**PASSAGE PROVIDED:**
We may often have had to face situations in which it is hard to reconcile the off-putting and out-of-character way someone we know has acted. A polite, kind and generous person we know has acted in an apparently incredibly selfish way, or we have felt betrayed or even tricked by him. We try to reconcile our positive image of him with the way he has acted, and we struggle. We thought he was a good person, but now he has done something horrible. He must be a bad person after all, and he cannot be trusted anymore. But personalities don’t work that way. People can posses, at the same time, traits which range from the despicably negative to the admiringly positive. The same person can behave in exemplary ways in certain contexts, while contemptibly in others. We know this; it is no secret. However, we often employ emotions and quick judgements when assessing people, and we easily forget this fact.
Conversely, many times we let our first impressions cloud our further judgements of people’s characters, and we extend the first qualities we see and assess (as kind or not; charming or boring; competitive or not; etc.) to all of their other traits, and so we get a mistaken view of this person as wholly-something. This has been labelled as the halo effect, according to which our first impressions of people create bias towards their other traits. In reality, people can be, for example, incredibly passionate, interesting and competitive in some areas, while mind-numbingly dull and apathetic in others. If we try to create a mental model where people are either one thing or another, we will both deny their humanity and live in conflict with what we actually perceive from the world. If, on the other hand, we let these contradictions cause unexpected confusion in us, we will live with a sense of anxiety and uneasiness.

**SET PROBLEM 1:** Decide whether each statement agrees with the passage on judging character, and quote the deciding words for each: (a) A person can behave in exemplary ways in some contexts and contemptibly in others. (b) The halo effect is described as first impressions creating bias towards a person's other traits. (c) Letting contradictions in people cause confusion in us is said to leave us with a sense of calm.
**SET PROBLEM 2:** Write the next part of the passage on judging character, picking up after its final sentence.
The records are not needed for this work.

Point annotation dataset: records

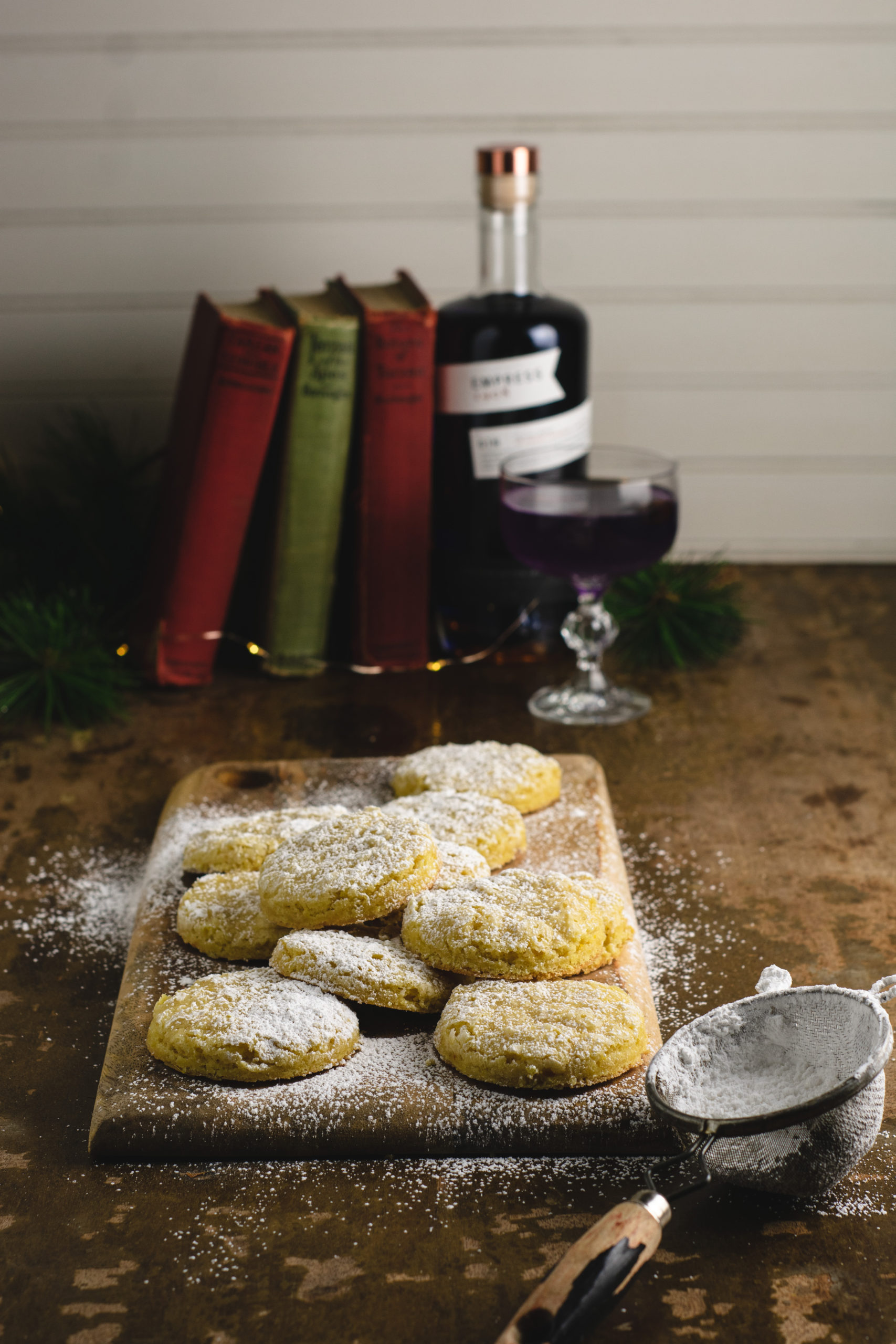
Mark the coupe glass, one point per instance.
(610, 512)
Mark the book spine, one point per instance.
(244, 392)
(392, 609)
(311, 503)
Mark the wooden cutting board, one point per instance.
(394, 1096)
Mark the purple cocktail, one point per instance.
(592, 534)
(612, 512)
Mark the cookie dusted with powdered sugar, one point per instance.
(516, 774)
(222, 917)
(516, 925)
(350, 870)
(461, 863)
(617, 930)
(492, 828)
(368, 971)
(241, 844)
(251, 1026)
(565, 1034)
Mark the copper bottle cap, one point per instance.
(507, 160)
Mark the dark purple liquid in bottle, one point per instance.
(589, 533)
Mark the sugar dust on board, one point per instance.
(589, 536)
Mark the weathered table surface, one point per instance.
(758, 804)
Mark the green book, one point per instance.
(318, 435)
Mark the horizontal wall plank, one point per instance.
(632, 346)
(577, 253)
(429, 171)
(719, 193)
(813, 518)
(131, 42)
(480, 127)
(577, 81)
(593, 298)
(163, 17)
(289, 213)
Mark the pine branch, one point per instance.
(676, 616)
(56, 663)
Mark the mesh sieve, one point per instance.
(786, 1086)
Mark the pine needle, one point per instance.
(56, 663)
(676, 616)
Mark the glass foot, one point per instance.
(574, 704)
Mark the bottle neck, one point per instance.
(508, 250)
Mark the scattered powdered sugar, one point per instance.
(692, 945)
(85, 905)
(489, 768)
(774, 979)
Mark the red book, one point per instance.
(225, 407)
(390, 625)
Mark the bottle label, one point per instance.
(500, 385)
(551, 443)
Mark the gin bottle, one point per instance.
(511, 375)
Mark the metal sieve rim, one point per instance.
(745, 1126)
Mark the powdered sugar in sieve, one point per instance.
(787, 1084)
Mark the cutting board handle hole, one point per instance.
(246, 779)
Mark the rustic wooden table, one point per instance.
(757, 803)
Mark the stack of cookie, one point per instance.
(399, 906)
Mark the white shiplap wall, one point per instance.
(719, 193)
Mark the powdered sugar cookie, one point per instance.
(251, 1026)
(220, 916)
(516, 774)
(241, 844)
(516, 925)
(492, 828)
(366, 970)
(617, 930)
(460, 865)
(347, 872)
(565, 1034)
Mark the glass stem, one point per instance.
(589, 632)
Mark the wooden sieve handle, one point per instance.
(593, 1275)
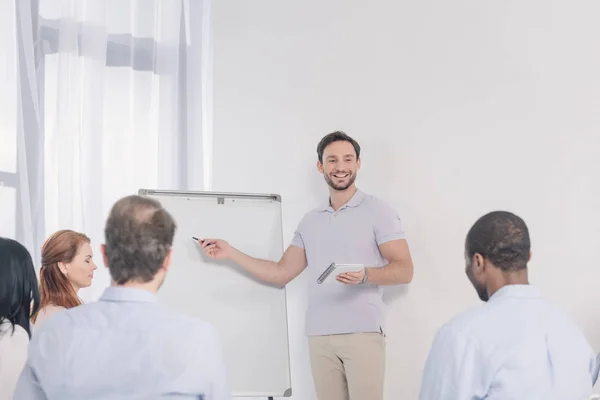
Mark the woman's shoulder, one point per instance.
(46, 312)
(16, 336)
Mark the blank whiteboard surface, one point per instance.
(250, 317)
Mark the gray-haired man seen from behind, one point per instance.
(127, 345)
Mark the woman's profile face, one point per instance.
(80, 271)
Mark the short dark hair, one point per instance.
(139, 235)
(19, 295)
(337, 136)
(502, 238)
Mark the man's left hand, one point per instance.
(351, 278)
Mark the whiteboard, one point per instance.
(250, 317)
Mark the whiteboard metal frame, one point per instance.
(219, 196)
(229, 195)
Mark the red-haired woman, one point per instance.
(67, 266)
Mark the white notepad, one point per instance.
(328, 276)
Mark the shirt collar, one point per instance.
(353, 202)
(120, 293)
(516, 291)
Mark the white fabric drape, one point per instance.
(118, 112)
(21, 152)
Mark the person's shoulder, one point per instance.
(47, 314)
(467, 324)
(15, 335)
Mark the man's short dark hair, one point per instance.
(502, 238)
(139, 235)
(337, 136)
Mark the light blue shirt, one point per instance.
(350, 235)
(125, 346)
(517, 346)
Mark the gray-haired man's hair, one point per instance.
(139, 235)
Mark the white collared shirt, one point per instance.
(517, 346)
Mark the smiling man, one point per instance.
(344, 320)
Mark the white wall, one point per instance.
(461, 107)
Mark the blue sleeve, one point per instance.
(455, 369)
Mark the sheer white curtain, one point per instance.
(126, 94)
(21, 152)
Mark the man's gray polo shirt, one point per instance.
(350, 235)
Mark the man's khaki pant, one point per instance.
(348, 367)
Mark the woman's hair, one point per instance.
(19, 296)
(55, 288)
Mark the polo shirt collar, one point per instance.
(516, 291)
(353, 202)
(120, 293)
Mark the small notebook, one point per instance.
(328, 276)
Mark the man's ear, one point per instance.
(167, 262)
(104, 256)
(478, 264)
(63, 268)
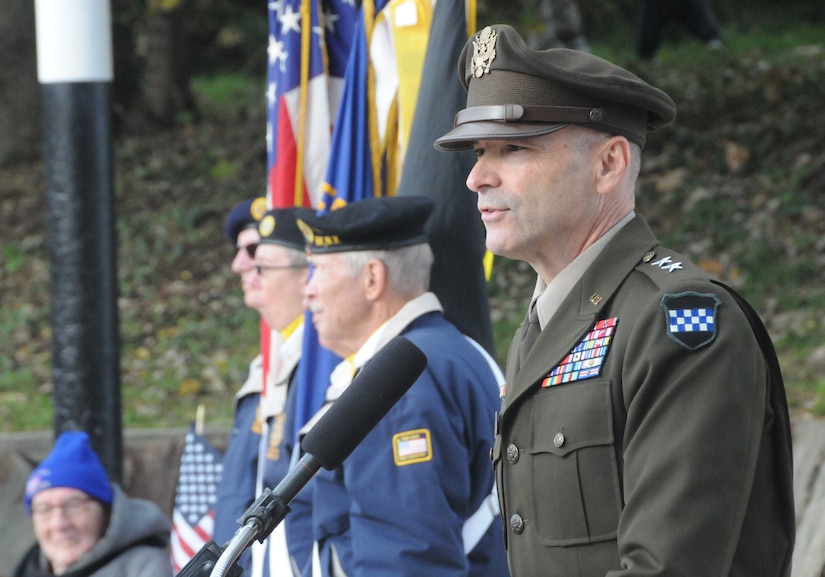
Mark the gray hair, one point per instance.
(408, 268)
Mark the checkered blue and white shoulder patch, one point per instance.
(691, 318)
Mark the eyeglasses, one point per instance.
(250, 249)
(70, 507)
(259, 268)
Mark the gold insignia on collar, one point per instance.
(484, 52)
(267, 226)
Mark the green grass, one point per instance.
(187, 337)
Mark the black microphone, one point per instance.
(381, 383)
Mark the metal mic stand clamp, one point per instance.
(257, 522)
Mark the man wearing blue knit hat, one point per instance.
(85, 524)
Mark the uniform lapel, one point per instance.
(580, 310)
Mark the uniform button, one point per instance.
(558, 440)
(517, 524)
(512, 454)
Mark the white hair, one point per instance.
(408, 268)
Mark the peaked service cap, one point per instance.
(514, 91)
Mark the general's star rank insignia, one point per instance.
(691, 318)
(586, 359)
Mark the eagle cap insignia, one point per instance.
(484, 52)
(306, 230)
(267, 226)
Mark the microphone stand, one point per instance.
(257, 522)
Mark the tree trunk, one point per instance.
(166, 94)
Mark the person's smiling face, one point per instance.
(68, 524)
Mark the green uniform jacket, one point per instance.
(663, 446)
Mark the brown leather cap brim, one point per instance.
(464, 136)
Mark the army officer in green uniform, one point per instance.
(643, 428)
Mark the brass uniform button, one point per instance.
(558, 440)
(517, 524)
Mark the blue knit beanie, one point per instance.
(72, 463)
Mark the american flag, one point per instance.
(194, 515)
(308, 48)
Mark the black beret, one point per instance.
(514, 91)
(280, 226)
(244, 215)
(371, 224)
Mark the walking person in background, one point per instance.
(695, 16)
(644, 429)
(85, 525)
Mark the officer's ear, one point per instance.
(374, 279)
(612, 158)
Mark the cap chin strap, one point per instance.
(542, 114)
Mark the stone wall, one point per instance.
(151, 460)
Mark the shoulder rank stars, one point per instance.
(586, 359)
(666, 263)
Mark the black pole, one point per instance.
(75, 71)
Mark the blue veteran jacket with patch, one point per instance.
(236, 490)
(398, 504)
(646, 432)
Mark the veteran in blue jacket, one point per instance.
(644, 429)
(416, 497)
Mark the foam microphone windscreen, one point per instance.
(381, 383)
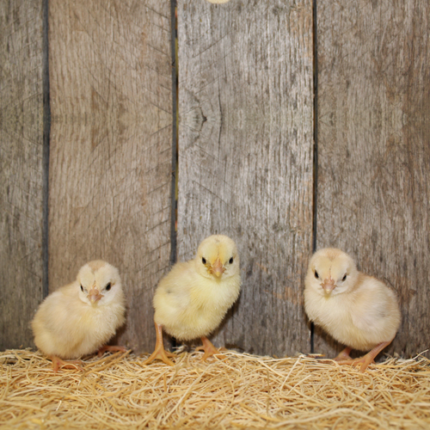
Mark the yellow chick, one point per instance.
(192, 299)
(81, 317)
(357, 310)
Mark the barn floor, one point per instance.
(242, 391)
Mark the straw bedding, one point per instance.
(241, 391)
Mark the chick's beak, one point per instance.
(217, 269)
(329, 285)
(94, 295)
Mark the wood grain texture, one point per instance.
(374, 152)
(245, 157)
(111, 147)
(23, 158)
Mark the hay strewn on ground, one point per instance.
(242, 391)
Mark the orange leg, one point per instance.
(58, 363)
(343, 355)
(110, 348)
(209, 349)
(368, 358)
(159, 351)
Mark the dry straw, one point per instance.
(240, 392)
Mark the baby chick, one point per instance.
(192, 299)
(81, 317)
(357, 310)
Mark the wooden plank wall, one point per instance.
(246, 154)
(111, 147)
(245, 157)
(23, 167)
(374, 149)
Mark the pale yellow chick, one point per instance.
(80, 318)
(359, 311)
(193, 298)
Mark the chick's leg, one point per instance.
(110, 348)
(368, 358)
(58, 363)
(159, 351)
(209, 349)
(343, 355)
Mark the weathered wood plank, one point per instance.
(111, 147)
(373, 149)
(245, 157)
(23, 168)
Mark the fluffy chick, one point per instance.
(359, 311)
(79, 318)
(192, 299)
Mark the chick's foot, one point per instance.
(209, 349)
(58, 363)
(159, 351)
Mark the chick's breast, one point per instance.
(66, 327)
(189, 305)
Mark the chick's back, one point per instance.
(189, 305)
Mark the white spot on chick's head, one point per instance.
(217, 258)
(99, 283)
(331, 272)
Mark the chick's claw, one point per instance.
(209, 349)
(58, 363)
(343, 355)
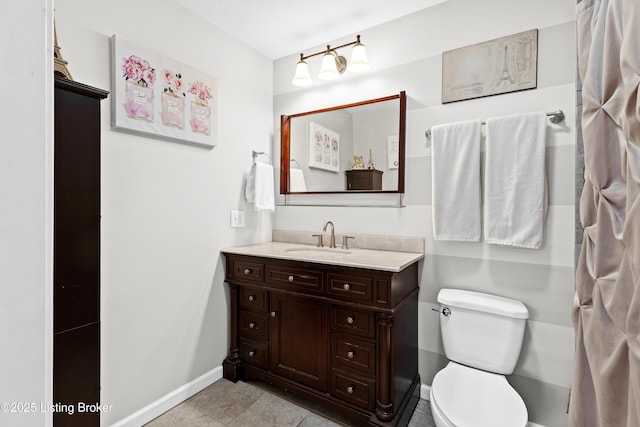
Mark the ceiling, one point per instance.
(278, 28)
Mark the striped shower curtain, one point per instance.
(606, 380)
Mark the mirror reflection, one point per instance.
(351, 148)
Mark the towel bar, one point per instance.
(554, 117)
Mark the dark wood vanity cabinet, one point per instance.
(341, 336)
(76, 257)
(365, 179)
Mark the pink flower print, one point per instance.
(138, 70)
(149, 76)
(201, 92)
(168, 76)
(174, 83)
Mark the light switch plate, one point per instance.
(237, 219)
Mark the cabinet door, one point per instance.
(299, 339)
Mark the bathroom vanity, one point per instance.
(338, 327)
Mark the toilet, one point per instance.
(482, 337)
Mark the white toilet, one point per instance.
(482, 336)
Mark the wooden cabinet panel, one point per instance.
(299, 339)
(350, 352)
(360, 391)
(295, 278)
(76, 375)
(365, 179)
(350, 320)
(353, 348)
(76, 252)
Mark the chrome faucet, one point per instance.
(332, 243)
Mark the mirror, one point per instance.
(353, 148)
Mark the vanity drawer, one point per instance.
(255, 353)
(248, 270)
(254, 299)
(356, 390)
(350, 352)
(346, 319)
(299, 279)
(252, 324)
(349, 287)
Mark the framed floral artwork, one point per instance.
(157, 96)
(324, 148)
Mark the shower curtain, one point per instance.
(606, 380)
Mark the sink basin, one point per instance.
(317, 251)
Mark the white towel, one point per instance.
(296, 181)
(514, 201)
(259, 188)
(455, 181)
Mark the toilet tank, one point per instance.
(481, 330)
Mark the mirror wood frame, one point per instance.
(285, 144)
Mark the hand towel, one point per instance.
(514, 201)
(296, 181)
(455, 181)
(259, 188)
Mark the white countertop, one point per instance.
(376, 259)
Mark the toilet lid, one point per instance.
(471, 397)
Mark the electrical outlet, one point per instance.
(237, 219)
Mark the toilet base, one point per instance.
(438, 418)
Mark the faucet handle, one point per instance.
(345, 241)
(319, 236)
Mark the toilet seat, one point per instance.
(471, 397)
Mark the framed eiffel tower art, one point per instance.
(502, 65)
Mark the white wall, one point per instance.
(165, 205)
(406, 55)
(26, 211)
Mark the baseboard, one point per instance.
(425, 392)
(168, 401)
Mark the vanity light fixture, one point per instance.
(333, 65)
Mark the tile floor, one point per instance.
(246, 404)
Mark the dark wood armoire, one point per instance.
(76, 265)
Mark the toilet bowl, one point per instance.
(482, 337)
(467, 397)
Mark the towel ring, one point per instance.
(257, 153)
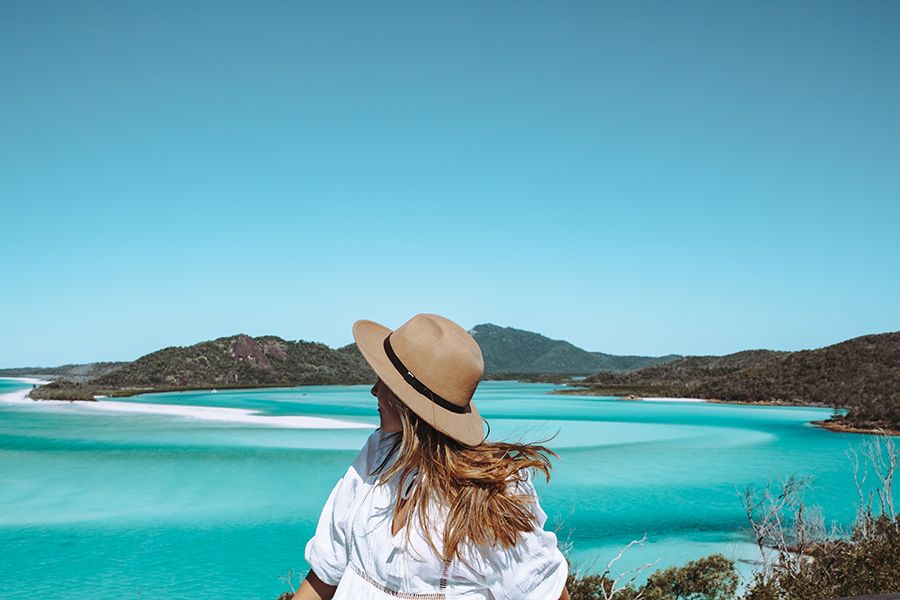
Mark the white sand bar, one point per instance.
(672, 399)
(206, 413)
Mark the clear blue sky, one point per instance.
(635, 177)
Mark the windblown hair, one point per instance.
(474, 483)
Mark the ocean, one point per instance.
(108, 505)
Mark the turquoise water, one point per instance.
(109, 506)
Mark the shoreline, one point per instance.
(201, 413)
(31, 380)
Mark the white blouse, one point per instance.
(353, 547)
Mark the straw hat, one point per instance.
(433, 366)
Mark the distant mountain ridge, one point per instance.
(510, 351)
(862, 374)
(234, 361)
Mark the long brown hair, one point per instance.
(472, 482)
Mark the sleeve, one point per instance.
(327, 552)
(535, 568)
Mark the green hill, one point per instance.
(509, 351)
(861, 374)
(235, 361)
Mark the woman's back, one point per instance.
(430, 508)
(355, 547)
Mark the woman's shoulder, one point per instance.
(374, 451)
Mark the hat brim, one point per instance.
(466, 428)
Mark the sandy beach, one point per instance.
(206, 413)
(671, 399)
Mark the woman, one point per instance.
(430, 510)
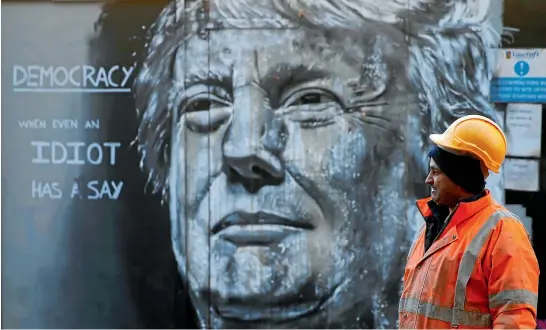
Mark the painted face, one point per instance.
(288, 197)
(442, 190)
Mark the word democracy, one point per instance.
(80, 76)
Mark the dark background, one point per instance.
(529, 16)
(115, 267)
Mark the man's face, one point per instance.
(287, 187)
(442, 190)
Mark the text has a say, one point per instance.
(94, 189)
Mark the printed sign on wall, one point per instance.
(524, 129)
(520, 76)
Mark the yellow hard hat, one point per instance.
(477, 135)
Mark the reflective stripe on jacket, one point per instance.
(481, 272)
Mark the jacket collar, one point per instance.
(463, 210)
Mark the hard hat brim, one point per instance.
(439, 140)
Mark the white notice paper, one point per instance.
(521, 174)
(524, 129)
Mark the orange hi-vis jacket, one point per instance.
(480, 272)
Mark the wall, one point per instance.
(308, 120)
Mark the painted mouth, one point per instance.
(260, 228)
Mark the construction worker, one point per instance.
(472, 265)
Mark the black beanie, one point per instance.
(464, 171)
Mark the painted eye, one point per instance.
(206, 114)
(311, 98)
(204, 104)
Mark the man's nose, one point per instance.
(254, 142)
(429, 180)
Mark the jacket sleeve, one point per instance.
(513, 277)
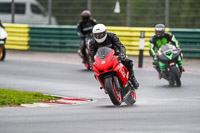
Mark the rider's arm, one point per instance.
(151, 48)
(92, 49)
(174, 41)
(79, 30)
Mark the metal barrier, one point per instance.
(53, 38)
(65, 38)
(18, 36)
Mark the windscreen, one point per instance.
(103, 52)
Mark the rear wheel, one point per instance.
(2, 52)
(176, 74)
(131, 99)
(114, 94)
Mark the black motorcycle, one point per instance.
(168, 59)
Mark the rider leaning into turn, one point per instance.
(161, 38)
(102, 38)
(84, 29)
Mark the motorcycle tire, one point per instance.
(114, 94)
(131, 99)
(2, 52)
(176, 74)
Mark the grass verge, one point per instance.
(16, 98)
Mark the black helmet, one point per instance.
(85, 15)
(160, 30)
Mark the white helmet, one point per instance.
(99, 33)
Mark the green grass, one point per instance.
(16, 98)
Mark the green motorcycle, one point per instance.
(168, 56)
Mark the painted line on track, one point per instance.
(62, 101)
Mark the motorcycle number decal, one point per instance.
(122, 72)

**RIGHT ANSWER 1:**
(a) Yes: "The same person can behave in exemplary ways in certain contexts, while contemptibly in others."
(b) Yes: "our first impressions of people create bias towards their other traits."
(c) No: "we will live with a sense of anxiety and uneasiness."

**RIGHT ANSWER 2:**
Psychologists have defined a concept which relates exactly to this phenomenon: cognitive dissonance. Cognitive dissonance is the uneasy feeling we get when we hold, at the same time, conflicting or opposing views about something. Given this uneasiness, we often try to deal with it by giving in to one of the sides of the issue, or one of the easily employed categorisations. Life, on the other hand, doesn’t have to fall into human-defined boxes. Books, people, films, experiences and events don’t have to necessarily be good or bad, useful or not, rewarding or a waste. A seemingly horrible experience can be evaluated as instructive and a lesson. Someone who appears as aggressive and arrogant can be astonishingly generous and giving in other areas of her life, while a selfless and kind person can be self-serving, dismissive and disdainful given certain contexts, or to certain people in her life. We don’t have to either like or dislike books, music bands and films, or find them good or bad. We might like parts of them, or in a certain context, and there should be no pressure or need to lean entirely one side or another. Embracing complexity will only make us richer and capable of more subtle thought.
In terms of experiences, we often see events as either a success or a failure. A step forward or a step backward in the story of our lives. In reality, many experiences are hard to pin down, and they may have helped or harmed us in ways we can’t consciously see or feel, in ways yet to come, or in ways that might prove advantageous or not depending on the context or stage of our lives we find ourselves in. Conversely, experiences can be fun but uninstructive, or instructive but boring; interesting but hard, easy but dull. These cannot be offhandedly pigeonholed as good or bad. There is more to them than that, and accepting and living with this fact will reduce conflict in our lives, as we will stop trying to make things neatly fit our narratives and stories, like trying to capture water with a net.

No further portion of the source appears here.